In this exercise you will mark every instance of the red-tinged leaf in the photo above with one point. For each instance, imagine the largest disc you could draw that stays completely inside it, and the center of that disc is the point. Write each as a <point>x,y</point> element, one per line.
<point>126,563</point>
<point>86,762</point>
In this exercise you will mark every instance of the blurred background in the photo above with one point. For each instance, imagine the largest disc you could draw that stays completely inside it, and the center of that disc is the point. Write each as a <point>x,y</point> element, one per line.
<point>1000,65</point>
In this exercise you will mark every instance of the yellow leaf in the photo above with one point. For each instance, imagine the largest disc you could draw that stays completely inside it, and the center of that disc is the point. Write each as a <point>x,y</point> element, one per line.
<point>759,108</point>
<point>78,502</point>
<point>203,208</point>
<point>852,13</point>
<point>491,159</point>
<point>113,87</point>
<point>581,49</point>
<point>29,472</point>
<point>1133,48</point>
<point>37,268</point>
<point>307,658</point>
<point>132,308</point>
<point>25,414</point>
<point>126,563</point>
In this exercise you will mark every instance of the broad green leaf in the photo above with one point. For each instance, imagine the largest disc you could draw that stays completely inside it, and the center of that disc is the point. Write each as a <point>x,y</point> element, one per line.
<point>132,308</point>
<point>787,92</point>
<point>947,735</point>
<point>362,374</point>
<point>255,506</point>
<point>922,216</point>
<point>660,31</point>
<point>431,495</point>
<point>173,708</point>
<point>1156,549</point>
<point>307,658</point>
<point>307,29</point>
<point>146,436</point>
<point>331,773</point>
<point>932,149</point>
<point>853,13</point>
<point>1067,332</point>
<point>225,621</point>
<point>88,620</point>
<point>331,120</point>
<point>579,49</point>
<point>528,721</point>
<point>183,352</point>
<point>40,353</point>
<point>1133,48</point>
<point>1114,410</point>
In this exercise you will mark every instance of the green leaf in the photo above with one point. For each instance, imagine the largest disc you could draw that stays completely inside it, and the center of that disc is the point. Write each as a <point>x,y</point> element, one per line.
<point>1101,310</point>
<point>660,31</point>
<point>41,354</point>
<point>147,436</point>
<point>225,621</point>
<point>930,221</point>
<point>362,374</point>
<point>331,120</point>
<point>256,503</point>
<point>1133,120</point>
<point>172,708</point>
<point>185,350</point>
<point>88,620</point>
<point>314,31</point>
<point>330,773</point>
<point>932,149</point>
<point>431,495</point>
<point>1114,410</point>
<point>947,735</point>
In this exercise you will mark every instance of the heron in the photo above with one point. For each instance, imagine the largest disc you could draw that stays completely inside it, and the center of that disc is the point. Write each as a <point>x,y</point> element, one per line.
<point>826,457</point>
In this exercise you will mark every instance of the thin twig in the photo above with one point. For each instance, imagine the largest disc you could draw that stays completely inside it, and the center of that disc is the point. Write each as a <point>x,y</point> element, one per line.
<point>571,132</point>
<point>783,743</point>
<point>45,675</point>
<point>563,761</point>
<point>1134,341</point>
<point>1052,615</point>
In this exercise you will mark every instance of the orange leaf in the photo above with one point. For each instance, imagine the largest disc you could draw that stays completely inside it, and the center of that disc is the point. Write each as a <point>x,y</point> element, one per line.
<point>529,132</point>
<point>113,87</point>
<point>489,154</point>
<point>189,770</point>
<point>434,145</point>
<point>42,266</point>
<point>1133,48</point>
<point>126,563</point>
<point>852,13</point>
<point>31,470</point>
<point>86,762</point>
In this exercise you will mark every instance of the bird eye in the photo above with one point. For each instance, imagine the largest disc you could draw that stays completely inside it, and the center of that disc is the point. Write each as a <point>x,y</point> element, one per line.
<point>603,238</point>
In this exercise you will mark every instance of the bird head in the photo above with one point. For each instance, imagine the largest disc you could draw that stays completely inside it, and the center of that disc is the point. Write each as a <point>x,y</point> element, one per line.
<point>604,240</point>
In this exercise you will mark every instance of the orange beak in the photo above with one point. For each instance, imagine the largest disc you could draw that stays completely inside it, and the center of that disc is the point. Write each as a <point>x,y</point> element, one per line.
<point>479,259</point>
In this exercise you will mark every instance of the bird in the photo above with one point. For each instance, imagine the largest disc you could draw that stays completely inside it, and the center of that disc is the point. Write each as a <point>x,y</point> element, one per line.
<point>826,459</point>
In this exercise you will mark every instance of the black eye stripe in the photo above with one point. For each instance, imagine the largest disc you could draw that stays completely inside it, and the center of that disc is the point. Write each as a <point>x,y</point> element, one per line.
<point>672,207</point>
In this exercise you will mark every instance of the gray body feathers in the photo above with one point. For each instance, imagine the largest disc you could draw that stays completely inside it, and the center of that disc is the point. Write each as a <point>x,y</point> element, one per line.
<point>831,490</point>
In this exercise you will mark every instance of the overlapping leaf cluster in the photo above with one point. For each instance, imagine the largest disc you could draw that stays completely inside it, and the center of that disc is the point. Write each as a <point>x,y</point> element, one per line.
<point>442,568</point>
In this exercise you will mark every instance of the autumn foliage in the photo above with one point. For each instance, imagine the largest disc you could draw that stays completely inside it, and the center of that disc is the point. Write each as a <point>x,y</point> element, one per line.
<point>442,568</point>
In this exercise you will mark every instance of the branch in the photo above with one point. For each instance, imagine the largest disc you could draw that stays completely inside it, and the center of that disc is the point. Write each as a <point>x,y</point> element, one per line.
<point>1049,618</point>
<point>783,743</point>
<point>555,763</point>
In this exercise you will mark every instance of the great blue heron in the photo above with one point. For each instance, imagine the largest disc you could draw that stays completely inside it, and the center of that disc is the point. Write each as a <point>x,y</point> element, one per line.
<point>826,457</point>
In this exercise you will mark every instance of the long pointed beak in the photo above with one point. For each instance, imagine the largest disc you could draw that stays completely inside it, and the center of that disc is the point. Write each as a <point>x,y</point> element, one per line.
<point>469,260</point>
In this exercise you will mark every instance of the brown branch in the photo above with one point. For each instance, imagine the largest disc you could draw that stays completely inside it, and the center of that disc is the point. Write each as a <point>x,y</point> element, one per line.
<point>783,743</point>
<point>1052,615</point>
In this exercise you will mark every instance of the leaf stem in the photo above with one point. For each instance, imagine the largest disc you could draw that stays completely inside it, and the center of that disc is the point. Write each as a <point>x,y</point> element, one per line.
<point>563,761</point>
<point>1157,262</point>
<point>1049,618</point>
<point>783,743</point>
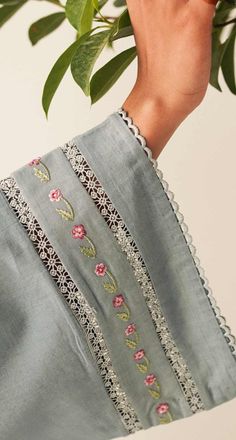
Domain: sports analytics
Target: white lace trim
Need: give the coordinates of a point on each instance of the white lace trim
(129, 247)
(77, 303)
(230, 338)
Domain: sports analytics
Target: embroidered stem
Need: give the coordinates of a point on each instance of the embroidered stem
(89, 251)
(66, 215)
(110, 287)
(124, 316)
(143, 367)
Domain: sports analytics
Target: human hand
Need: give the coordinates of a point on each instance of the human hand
(173, 40)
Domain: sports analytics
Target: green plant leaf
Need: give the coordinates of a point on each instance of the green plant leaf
(218, 51)
(75, 10)
(85, 57)
(87, 18)
(228, 63)
(105, 77)
(45, 26)
(9, 10)
(57, 73)
(119, 3)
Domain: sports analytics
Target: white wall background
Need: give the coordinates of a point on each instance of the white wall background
(198, 163)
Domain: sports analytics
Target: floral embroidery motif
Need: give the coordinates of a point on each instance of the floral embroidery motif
(118, 301)
(101, 270)
(56, 195)
(151, 380)
(79, 232)
(42, 172)
(139, 356)
(128, 245)
(77, 302)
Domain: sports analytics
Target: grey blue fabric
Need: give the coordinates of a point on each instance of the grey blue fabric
(67, 363)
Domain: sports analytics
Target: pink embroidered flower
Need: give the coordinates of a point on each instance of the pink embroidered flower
(34, 162)
(100, 269)
(139, 355)
(118, 300)
(130, 329)
(78, 231)
(150, 379)
(55, 195)
(162, 408)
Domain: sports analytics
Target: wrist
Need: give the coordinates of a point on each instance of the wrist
(156, 116)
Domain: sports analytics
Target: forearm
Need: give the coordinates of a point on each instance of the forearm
(155, 117)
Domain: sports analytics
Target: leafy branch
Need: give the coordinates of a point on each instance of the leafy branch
(95, 31)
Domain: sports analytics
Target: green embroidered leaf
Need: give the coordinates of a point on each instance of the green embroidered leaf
(130, 343)
(109, 287)
(142, 368)
(66, 215)
(124, 316)
(58, 71)
(154, 393)
(42, 176)
(45, 26)
(87, 251)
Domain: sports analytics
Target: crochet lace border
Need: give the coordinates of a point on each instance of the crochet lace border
(230, 338)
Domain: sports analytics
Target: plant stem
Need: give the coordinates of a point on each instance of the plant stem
(225, 23)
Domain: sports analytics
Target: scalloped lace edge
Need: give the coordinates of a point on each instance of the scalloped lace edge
(230, 338)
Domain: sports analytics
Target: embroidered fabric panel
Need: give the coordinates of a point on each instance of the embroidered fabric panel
(230, 338)
(129, 247)
(120, 304)
(76, 301)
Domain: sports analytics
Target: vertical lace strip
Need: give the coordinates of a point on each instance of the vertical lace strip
(76, 301)
(230, 338)
(129, 247)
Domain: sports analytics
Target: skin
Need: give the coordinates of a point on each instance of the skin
(173, 40)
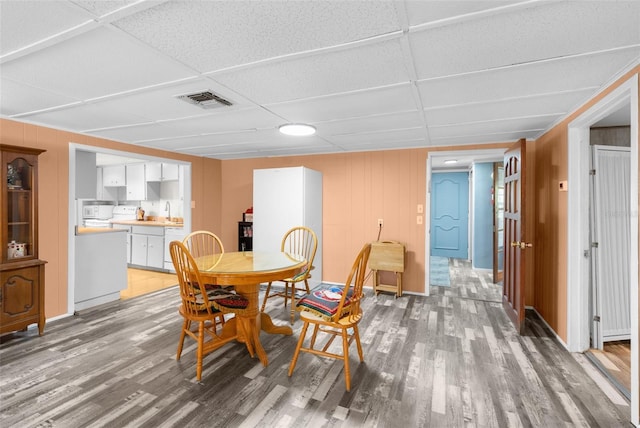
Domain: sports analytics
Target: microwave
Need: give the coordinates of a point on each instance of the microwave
(101, 212)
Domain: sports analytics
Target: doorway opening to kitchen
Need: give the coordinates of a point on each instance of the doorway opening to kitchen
(162, 201)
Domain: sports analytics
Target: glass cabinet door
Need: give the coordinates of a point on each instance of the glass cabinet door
(20, 226)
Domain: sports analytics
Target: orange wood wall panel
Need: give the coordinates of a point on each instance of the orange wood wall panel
(551, 217)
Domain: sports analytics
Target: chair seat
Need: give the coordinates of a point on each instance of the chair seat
(323, 301)
(346, 321)
(226, 296)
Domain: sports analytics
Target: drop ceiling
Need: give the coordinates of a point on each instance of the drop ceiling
(369, 75)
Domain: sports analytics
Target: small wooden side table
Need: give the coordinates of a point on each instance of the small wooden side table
(387, 256)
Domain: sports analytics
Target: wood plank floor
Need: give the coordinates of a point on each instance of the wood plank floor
(615, 359)
(448, 360)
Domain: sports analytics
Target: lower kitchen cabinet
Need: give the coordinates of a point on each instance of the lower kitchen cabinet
(147, 246)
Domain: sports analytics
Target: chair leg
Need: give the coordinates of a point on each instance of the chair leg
(316, 327)
(199, 352)
(185, 326)
(294, 360)
(356, 334)
(293, 303)
(266, 297)
(345, 356)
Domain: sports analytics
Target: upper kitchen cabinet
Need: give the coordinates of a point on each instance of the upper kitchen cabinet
(157, 171)
(86, 179)
(138, 188)
(107, 193)
(115, 175)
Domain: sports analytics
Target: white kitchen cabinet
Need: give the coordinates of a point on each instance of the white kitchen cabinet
(284, 198)
(136, 183)
(153, 171)
(85, 175)
(156, 171)
(128, 230)
(147, 246)
(170, 171)
(171, 234)
(138, 188)
(106, 193)
(114, 175)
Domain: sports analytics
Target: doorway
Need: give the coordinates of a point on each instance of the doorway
(443, 161)
(75, 213)
(622, 102)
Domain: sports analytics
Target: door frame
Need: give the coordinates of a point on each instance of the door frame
(486, 155)
(578, 266)
(71, 241)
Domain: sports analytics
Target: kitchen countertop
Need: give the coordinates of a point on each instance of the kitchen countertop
(81, 230)
(148, 223)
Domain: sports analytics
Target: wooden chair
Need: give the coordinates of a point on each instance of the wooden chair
(301, 241)
(203, 243)
(334, 310)
(197, 308)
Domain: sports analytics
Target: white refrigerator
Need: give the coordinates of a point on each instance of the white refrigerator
(284, 198)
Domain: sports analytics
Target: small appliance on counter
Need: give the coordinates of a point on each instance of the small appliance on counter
(97, 215)
(126, 213)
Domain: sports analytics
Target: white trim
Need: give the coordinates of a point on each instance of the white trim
(578, 227)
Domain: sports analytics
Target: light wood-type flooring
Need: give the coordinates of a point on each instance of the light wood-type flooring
(140, 282)
(448, 360)
(615, 360)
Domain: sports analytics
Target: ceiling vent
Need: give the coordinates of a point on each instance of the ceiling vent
(206, 99)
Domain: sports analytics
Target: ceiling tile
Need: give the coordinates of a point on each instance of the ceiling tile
(498, 137)
(570, 74)
(215, 35)
(101, 7)
(320, 74)
(161, 103)
(386, 137)
(84, 115)
(391, 99)
(553, 104)
(101, 62)
(394, 121)
(561, 29)
(493, 127)
(420, 12)
(25, 22)
(18, 98)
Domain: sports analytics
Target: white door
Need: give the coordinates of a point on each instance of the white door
(610, 237)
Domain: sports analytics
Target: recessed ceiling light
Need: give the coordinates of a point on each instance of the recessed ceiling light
(297, 129)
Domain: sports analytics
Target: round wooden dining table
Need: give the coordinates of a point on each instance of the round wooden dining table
(246, 270)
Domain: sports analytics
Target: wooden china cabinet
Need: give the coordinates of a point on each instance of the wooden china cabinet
(21, 272)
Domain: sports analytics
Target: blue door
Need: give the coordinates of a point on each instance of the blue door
(450, 214)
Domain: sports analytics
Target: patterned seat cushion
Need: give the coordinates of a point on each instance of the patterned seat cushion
(323, 301)
(224, 296)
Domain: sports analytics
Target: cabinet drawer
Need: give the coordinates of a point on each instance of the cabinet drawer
(148, 230)
(20, 294)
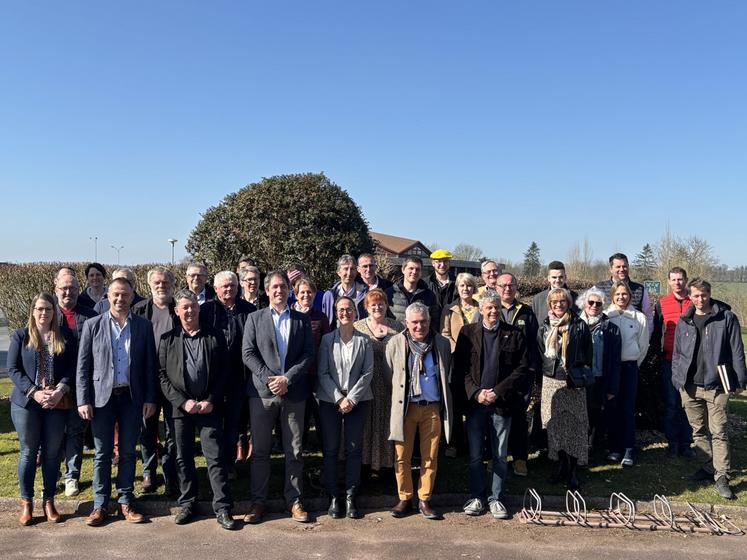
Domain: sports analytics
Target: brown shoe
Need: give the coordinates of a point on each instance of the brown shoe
(298, 513)
(27, 512)
(403, 507)
(51, 512)
(428, 512)
(256, 513)
(97, 517)
(130, 514)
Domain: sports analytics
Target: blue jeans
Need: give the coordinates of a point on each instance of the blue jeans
(75, 434)
(332, 423)
(121, 409)
(482, 421)
(38, 428)
(621, 410)
(676, 427)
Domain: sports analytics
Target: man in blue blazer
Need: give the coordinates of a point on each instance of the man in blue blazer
(278, 349)
(117, 382)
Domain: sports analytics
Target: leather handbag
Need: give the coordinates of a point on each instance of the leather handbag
(579, 376)
(65, 403)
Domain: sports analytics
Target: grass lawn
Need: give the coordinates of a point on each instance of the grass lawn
(654, 473)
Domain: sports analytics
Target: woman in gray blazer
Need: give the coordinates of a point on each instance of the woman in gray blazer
(344, 389)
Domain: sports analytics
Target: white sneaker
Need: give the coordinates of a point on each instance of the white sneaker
(498, 510)
(71, 488)
(474, 507)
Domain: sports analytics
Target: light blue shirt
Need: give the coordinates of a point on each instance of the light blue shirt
(428, 380)
(120, 351)
(281, 321)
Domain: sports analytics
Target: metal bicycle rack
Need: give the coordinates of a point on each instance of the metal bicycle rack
(622, 514)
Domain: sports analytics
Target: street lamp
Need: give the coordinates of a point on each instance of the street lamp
(173, 242)
(95, 240)
(117, 249)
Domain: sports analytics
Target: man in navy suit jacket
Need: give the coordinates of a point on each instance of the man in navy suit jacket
(117, 382)
(72, 315)
(278, 349)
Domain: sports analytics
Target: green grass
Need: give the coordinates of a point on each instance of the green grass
(655, 473)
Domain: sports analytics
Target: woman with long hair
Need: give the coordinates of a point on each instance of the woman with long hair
(41, 364)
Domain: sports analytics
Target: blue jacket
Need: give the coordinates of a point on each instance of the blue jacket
(22, 365)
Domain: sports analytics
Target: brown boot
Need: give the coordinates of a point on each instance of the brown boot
(51, 512)
(27, 512)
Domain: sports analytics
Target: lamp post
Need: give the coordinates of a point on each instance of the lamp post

● WHAT YOU WILL DO: Restate word for word the entries above, starting at the line with "the small wooden side table" and ending at the line with "Target: door frame", inclusive, and no others.

● RESPONSE:
Need: give the coordinates of a point on each instance of the small wooden side table
(387, 256)
Domain: sports analytics
Target: wood plank floor
Need: give the coordinates of a point on each instance of the wood plank floor
(615, 359)
(448, 360)
Domain: sports analytics
Target: lower kitchen cabinet
Need: give the coordinates of a point on each instance of the lower kitchen cabinet
(147, 246)
Domain: sports analytics
Target: chair leg
Need: give the coordinates of a point on each instance of the chair leg
(316, 327)
(199, 352)
(185, 326)
(294, 360)
(356, 334)
(293, 303)
(266, 297)
(345, 356)
Domain: sports analytics
Target: upper kitchen cabinet
Need: give the coordinates of a point on each instance of the upper kitchen cabinet
(157, 171)
(86, 179)
(138, 188)
(107, 193)
(115, 175)
Domain: sports analytics
Target: white kitchen cabinet
Need: give the coordinates of a point on each instance of the white kitchen cabinet
(284, 198)
(136, 183)
(153, 171)
(85, 175)
(156, 171)
(128, 230)
(147, 246)
(170, 171)
(171, 234)
(138, 188)
(106, 193)
(114, 175)
Domain: sports analytics
Target: doorway
Need: give the coordinates of a point on each instance of the doorway
(443, 161)
(75, 213)
(622, 102)
Domain: sports analytics
Target: door frame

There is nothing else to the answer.